### Task prompt
Please output every line of the material as it stands, without the pictures.

■ ■ ■

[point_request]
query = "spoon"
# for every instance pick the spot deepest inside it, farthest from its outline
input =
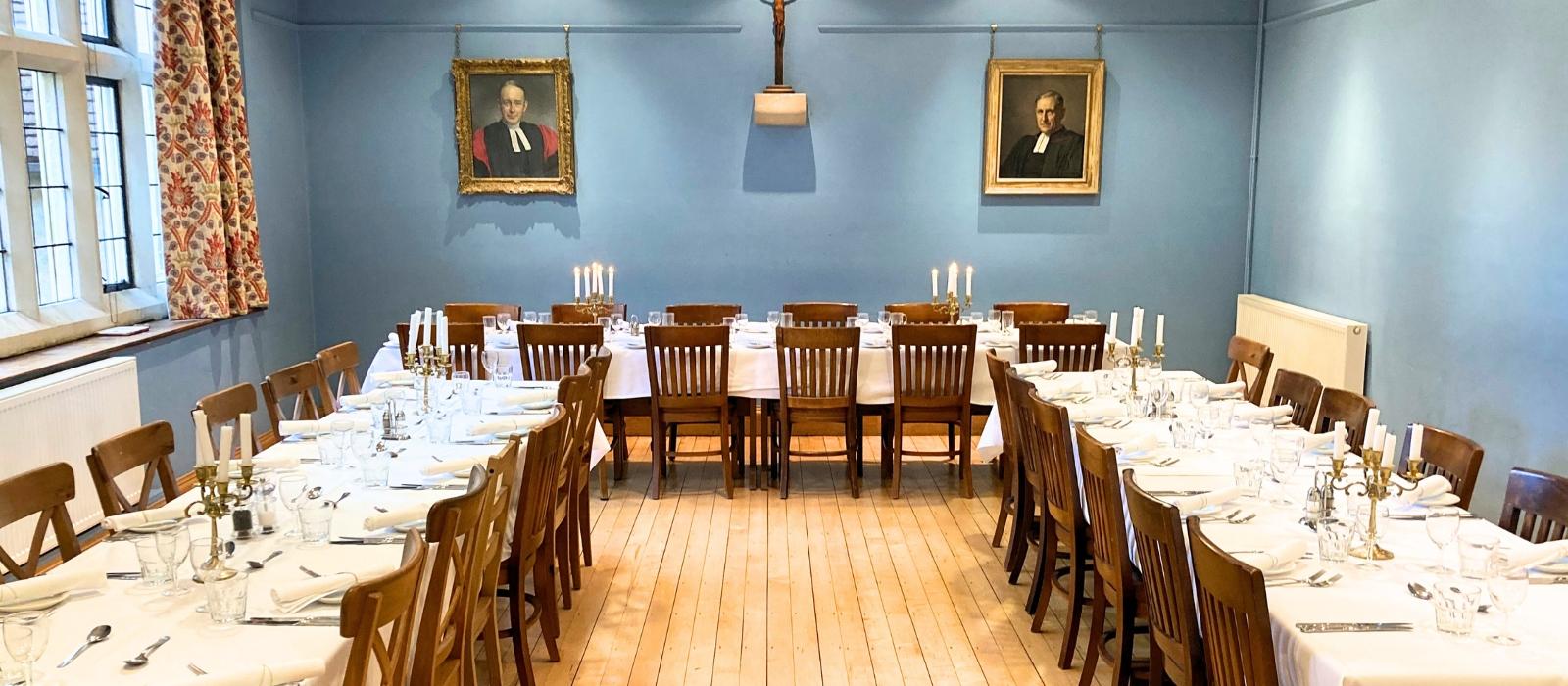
(255, 564)
(99, 633)
(141, 659)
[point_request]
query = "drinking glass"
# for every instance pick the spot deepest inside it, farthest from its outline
(1476, 549)
(227, 597)
(1507, 586)
(172, 547)
(25, 638)
(1443, 528)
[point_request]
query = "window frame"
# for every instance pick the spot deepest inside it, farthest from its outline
(74, 60)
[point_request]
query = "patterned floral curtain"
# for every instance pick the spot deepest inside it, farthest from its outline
(212, 251)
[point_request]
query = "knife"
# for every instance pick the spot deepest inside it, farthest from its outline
(1352, 627)
(323, 620)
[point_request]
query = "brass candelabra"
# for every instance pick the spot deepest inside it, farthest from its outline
(217, 500)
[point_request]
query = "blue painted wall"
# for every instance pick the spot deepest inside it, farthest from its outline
(1415, 175)
(694, 202)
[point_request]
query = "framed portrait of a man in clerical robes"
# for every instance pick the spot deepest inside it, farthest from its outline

■ ■ ■

### Correct answer
[point_request]
query = "spoon"
# for every instance pick the spot deepest inside it, farthest from its outline
input =
(255, 564)
(99, 633)
(141, 659)
[point_request]
query = "drinking glass"
# for every instance pick the spot deepest inside it, farthest from its outline
(1476, 549)
(227, 597)
(1507, 586)
(172, 547)
(25, 638)
(1443, 528)
[point_request]
query = "window frame"
# for every instance pick the spot deepest inside it, farthest from its outline
(74, 60)
[point_request]
query = "patterned floral curtain"
# for every instance pick the spot deepest inside it, farthest from its outline
(212, 251)
[point_request]
query = "knife"
# for every instance pick the spot deepest inside it, farthest from its outline
(1352, 627)
(323, 620)
[point_request]
query = "brass candelabra"
# for every instance pick the spot deepest inside it, farthest from its outline
(217, 500)
[point_request]
query = "blue painted wall"
# for every instance pick the spot deepest inside it, farthest from its outline
(1415, 175)
(694, 202)
[point_request]
query = "framed portrait of a man in clerical robes"
# for every instance pick the spot deepest inside it, farthest from its outline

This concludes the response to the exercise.